▸ GOAL OF THE EXERCISE
Reproduce exactly the lines below, starting with the line that contains "locate person in" and ending with the last line of the records, both included, and nothing else.

▸ MATERIAL FOR THE TASK
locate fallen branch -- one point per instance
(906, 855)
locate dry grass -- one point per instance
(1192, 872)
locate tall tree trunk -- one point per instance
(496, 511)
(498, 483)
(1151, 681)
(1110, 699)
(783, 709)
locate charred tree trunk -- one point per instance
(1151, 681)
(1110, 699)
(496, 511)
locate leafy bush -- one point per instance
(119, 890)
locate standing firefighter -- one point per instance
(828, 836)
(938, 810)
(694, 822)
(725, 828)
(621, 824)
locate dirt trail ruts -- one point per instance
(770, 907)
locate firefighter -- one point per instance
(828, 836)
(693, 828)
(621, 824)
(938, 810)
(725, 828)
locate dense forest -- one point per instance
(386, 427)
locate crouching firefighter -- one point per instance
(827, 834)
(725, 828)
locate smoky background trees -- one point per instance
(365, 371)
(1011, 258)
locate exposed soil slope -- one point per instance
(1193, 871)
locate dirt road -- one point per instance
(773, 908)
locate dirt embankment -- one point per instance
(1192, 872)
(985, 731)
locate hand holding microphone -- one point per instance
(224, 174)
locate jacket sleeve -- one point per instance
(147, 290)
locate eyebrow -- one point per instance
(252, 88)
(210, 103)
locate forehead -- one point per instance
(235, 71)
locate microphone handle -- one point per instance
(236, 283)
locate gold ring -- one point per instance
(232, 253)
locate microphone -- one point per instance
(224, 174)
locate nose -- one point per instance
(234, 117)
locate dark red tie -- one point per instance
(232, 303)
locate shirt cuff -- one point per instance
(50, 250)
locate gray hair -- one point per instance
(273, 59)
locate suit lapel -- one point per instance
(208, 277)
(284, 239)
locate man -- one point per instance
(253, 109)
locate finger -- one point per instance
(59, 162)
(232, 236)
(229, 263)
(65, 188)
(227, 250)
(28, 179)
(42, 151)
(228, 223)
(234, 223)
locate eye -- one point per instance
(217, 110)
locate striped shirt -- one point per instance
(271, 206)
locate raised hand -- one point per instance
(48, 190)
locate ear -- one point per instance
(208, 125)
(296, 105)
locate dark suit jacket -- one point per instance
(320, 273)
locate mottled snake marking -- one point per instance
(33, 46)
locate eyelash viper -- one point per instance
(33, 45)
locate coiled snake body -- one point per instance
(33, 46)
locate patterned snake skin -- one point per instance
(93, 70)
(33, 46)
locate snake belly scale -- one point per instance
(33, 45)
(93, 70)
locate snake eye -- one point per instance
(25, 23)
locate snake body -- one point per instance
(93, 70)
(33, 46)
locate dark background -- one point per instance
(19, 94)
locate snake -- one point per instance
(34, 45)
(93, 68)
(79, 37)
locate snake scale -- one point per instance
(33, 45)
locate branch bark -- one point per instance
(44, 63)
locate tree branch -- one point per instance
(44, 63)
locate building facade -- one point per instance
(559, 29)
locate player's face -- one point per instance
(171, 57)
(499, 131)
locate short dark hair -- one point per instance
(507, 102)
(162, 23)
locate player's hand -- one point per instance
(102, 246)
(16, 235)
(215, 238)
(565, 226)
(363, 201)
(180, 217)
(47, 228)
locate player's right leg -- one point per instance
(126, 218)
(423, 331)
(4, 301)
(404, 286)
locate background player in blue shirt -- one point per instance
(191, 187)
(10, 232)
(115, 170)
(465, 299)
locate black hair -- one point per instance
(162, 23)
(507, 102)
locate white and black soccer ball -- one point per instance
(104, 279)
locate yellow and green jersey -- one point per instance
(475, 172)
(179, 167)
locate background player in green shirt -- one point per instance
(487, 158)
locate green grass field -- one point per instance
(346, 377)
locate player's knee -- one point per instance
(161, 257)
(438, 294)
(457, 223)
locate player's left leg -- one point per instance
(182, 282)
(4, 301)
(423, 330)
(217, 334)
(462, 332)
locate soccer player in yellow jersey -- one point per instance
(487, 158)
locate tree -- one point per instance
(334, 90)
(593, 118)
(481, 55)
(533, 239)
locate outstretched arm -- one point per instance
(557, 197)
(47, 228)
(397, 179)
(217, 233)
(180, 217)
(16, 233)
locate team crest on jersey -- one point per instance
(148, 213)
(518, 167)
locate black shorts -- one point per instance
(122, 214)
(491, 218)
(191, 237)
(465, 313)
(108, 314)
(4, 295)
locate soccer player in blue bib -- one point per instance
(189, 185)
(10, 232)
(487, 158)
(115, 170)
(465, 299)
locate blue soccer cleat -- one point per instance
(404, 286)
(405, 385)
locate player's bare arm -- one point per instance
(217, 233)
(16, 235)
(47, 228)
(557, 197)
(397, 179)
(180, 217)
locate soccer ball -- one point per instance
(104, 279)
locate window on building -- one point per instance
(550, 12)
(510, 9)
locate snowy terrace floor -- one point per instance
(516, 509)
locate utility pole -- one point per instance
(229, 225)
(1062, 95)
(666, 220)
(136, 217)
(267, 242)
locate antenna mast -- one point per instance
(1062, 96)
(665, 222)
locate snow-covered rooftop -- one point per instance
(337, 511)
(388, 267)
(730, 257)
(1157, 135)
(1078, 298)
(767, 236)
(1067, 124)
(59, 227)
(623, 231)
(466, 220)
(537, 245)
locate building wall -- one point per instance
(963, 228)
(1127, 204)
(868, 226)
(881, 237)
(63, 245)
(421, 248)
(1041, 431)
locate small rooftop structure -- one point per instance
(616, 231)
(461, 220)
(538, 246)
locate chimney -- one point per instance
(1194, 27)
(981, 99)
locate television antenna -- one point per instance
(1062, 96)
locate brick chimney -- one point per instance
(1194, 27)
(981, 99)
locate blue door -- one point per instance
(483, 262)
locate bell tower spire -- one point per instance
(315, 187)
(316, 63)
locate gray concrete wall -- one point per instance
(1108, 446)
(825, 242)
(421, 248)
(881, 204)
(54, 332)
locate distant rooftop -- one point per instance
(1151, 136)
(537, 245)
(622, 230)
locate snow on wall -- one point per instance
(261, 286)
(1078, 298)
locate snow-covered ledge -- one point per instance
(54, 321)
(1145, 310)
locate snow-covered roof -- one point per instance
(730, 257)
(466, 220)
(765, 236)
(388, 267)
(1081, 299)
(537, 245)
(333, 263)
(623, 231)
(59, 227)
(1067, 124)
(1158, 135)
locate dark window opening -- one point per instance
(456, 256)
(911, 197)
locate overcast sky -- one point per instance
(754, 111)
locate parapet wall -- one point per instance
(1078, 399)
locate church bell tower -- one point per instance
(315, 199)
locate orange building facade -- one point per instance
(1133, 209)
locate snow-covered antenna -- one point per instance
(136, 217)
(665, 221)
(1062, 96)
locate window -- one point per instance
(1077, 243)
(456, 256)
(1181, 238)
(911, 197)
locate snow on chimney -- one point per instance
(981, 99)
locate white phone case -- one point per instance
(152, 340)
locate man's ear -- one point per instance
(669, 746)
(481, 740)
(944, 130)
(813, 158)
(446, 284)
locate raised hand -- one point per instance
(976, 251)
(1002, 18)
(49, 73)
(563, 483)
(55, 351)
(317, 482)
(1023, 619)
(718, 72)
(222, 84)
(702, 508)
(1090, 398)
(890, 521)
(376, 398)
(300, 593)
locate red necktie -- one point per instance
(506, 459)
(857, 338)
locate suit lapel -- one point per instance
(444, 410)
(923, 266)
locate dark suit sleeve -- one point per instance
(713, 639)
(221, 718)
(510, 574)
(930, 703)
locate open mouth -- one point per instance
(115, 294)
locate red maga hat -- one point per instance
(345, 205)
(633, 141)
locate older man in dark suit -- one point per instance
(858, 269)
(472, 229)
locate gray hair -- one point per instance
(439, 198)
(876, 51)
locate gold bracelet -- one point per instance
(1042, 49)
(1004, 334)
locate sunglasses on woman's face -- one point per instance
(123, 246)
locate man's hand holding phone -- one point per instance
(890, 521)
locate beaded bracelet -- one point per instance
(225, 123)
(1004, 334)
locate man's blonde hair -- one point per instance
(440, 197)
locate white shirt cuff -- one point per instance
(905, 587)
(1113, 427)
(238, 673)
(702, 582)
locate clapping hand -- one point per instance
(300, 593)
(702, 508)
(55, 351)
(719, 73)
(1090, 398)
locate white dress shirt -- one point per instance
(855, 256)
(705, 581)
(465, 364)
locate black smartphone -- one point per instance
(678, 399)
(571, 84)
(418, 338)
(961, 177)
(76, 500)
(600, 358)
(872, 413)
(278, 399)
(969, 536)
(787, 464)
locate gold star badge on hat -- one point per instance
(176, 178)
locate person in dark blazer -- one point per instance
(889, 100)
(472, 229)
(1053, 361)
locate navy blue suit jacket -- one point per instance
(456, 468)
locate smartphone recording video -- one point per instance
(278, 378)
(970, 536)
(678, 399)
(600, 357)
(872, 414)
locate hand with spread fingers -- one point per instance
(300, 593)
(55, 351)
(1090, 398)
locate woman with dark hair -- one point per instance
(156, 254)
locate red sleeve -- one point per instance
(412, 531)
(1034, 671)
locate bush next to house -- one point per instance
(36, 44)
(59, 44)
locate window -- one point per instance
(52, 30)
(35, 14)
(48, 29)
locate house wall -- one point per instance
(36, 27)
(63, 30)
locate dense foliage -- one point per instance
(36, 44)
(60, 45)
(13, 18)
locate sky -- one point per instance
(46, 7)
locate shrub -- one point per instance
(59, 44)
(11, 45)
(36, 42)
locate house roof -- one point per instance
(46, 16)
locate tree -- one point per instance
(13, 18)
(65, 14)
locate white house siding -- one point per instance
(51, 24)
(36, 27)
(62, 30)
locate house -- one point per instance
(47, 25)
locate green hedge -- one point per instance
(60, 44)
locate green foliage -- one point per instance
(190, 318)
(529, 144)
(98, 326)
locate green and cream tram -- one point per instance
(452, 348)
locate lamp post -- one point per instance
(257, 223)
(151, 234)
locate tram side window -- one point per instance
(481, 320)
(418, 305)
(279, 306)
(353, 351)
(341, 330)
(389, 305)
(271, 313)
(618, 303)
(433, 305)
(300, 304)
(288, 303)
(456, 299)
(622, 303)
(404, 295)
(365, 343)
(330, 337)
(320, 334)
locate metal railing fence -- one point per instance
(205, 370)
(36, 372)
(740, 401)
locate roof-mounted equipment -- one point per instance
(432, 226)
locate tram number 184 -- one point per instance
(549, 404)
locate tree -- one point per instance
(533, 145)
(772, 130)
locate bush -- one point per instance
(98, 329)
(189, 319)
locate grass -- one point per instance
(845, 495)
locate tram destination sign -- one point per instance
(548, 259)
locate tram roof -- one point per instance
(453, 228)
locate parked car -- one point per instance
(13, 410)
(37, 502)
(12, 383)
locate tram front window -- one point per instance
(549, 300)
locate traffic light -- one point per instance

▸ EXERCISE RESULT
locate person in dark blazer -- one point per instance
(889, 100)
(472, 229)
(1053, 361)
locate navy blue suit jacket -- one point per instance
(456, 468)
locate smartphone recording video -- one point per instance
(278, 378)
(970, 536)
(678, 399)
(600, 357)
(872, 414)
locate hand with spread fingers -- one point per instance
(300, 593)
(55, 351)
(1090, 398)
locate woman with dark hair -- one point per instance
(156, 254)
locate red sleeve -- one point per instance
(412, 531)
(1034, 671)
locate bush next to house -- one point per instance
(36, 44)
(59, 44)
locate window -- one point per instance
(52, 30)
(35, 14)
(48, 29)
locate house wall -- one point per instance
(36, 27)
(63, 30)
locate dense foliage -- one point per instance
(36, 44)
(60, 45)
(13, 18)
locate sky -- one point per instance
(46, 7)
locate shrub -- one point per instance
(59, 44)
(11, 45)
(36, 42)
locate house roof -- one point per instance
(46, 16)
locate tree -- one point per instance
(13, 18)
(65, 14)
locate white house siding -- one point per instance
(51, 24)
(36, 27)
(62, 30)
locate house -- one point per instance
(47, 25)
locate green hedge -- one point per instance
(60, 44)
locate green foliage -- one point per instance
(190, 318)
(529, 144)
(98, 326)
locate green and cream tram -- one point per instance
(452, 348)
locate lamp post -- one point per instance
(257, 223)
(151, 234)
locate tram side window -- one point per instance
(481, 320)
(418, 305)
(279, 306)
(353, 351)
(341, 330)
(389, 305)
(271, 313)
(618, 303)
(433, 305)
(300, 304)
(288, 303)
(456, 299)
(622, 303)
(404, 295)
(365, 343)
(330, 337)
(320, 334)
locate metal railing fence -- one point per instance
(205, 370)
(36, 372)
(740, 401)
locate roof-mounted equipment -- one point per instance
(432, 226)
locate tram number 184 -- one point per instance
(549, 404)
locate tree -- one point per instance
(533, 145)
(772, 130)
locate bush -- one point per instance
(98, 329)
(189, 319)
locate grass -- one point per instance
(845, 495)
locate tram destination sign -- one point per instance
(548, 259)
locate tram roof -- one point per instance
(453, 228)
locate parked car -- one point per instance
(13, 410)
(37, 502)
(12, 383)
locate tram front window -- one point per instance
(549, 300)
locate traffic light -- one point per instance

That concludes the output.